EXERCISE
All that is wanted is a word-for-word copy of the line with "Pick out a point on every instance of the turned" and every line after it in the data below.

··· EXERCISE DATA ···

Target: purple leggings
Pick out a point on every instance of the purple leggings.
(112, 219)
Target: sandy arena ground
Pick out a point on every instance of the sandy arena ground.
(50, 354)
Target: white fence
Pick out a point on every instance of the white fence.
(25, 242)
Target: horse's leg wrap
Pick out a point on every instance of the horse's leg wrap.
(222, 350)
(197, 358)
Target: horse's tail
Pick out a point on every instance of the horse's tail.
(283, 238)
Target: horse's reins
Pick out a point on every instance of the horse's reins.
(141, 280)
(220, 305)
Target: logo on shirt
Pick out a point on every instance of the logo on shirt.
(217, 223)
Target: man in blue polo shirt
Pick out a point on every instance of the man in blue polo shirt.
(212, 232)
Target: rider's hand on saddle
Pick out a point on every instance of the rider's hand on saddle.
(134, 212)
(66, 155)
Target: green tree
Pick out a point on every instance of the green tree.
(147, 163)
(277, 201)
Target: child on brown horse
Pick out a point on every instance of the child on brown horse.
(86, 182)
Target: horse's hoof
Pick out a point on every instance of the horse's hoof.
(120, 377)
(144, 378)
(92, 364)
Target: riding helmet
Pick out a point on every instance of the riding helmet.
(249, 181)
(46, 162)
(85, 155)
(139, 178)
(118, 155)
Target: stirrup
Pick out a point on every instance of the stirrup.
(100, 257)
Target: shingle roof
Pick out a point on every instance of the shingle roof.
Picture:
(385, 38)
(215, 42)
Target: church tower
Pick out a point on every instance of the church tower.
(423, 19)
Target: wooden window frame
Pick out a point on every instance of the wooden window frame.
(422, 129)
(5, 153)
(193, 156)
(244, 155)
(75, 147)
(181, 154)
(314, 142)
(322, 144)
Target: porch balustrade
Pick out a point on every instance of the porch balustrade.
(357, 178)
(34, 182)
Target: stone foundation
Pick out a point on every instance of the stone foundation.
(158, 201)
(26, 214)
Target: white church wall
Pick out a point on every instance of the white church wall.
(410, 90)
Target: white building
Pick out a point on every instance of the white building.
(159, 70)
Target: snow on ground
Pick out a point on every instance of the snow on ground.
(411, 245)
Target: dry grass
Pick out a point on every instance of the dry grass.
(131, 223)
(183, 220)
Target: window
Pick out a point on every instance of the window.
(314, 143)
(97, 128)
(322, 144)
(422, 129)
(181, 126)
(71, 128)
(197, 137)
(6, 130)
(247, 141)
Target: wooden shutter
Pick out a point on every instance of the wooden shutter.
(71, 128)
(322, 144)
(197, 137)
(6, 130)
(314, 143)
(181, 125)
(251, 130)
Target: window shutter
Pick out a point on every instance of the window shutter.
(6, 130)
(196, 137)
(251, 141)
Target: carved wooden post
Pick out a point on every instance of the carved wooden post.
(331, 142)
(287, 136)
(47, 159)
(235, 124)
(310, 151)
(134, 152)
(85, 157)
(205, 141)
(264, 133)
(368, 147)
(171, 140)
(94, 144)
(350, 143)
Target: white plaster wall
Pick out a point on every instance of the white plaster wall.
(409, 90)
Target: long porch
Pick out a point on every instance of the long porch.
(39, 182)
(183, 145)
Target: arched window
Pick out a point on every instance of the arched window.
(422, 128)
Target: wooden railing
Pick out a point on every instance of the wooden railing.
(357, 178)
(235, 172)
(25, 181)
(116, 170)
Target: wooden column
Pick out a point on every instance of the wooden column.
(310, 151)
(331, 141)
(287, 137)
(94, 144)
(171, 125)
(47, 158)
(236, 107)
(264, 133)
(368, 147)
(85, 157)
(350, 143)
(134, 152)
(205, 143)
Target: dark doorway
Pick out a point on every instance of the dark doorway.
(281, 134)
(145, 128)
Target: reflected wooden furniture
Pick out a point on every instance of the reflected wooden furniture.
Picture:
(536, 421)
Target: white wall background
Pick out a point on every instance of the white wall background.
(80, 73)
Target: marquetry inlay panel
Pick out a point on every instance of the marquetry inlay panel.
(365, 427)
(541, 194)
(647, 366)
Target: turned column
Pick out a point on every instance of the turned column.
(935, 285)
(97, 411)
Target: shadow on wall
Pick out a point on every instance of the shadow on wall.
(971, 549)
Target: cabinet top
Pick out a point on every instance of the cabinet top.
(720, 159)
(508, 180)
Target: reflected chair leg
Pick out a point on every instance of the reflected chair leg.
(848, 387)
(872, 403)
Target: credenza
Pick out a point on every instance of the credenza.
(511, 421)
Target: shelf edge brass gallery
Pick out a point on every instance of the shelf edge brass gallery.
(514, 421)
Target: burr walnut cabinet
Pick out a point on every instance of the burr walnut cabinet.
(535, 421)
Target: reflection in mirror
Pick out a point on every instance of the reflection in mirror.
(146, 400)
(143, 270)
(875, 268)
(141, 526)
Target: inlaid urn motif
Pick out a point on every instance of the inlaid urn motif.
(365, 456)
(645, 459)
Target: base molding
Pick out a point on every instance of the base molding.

···

EXERCISE RESPONSE
Pick out a point on every instance of the turned column.
(935, 285)
(97, 411)
Target: shadow on wall
Pick out a point on every instance of the shadow on wall.
(971, 549)
Target: cabinet top
Pick out a point on every instance of the cabinet top.
(720, 159)
(508, 180)
Target: reflected chair leg
Pick out a point on every instance of the reflected chair leg.
(848, 387)
(872, 403)
Target: credenza
Pick out a point on every instance of the credenza.
(511, 421)
Target: shelf edge brass gallery
Pick out a point on every instance of the shelf edge brass gallery.
(514, 421)
Target: burr walnut cabinet
Pick out a point on every instance of the burr walnut cabinet.
(535, 421)
Target: reflection in mirror
Pick out a point on every instance of the reflection in mirror.
(146, 400)
(143, 270)
(875, 268)
(141, 526)
Target: inlaid urn motif
Pick out a point on every instance of the inlaid urn motif.
(365, 456)
(645, 459)
Target: base molding
Pick out a point on every instance of the base molding.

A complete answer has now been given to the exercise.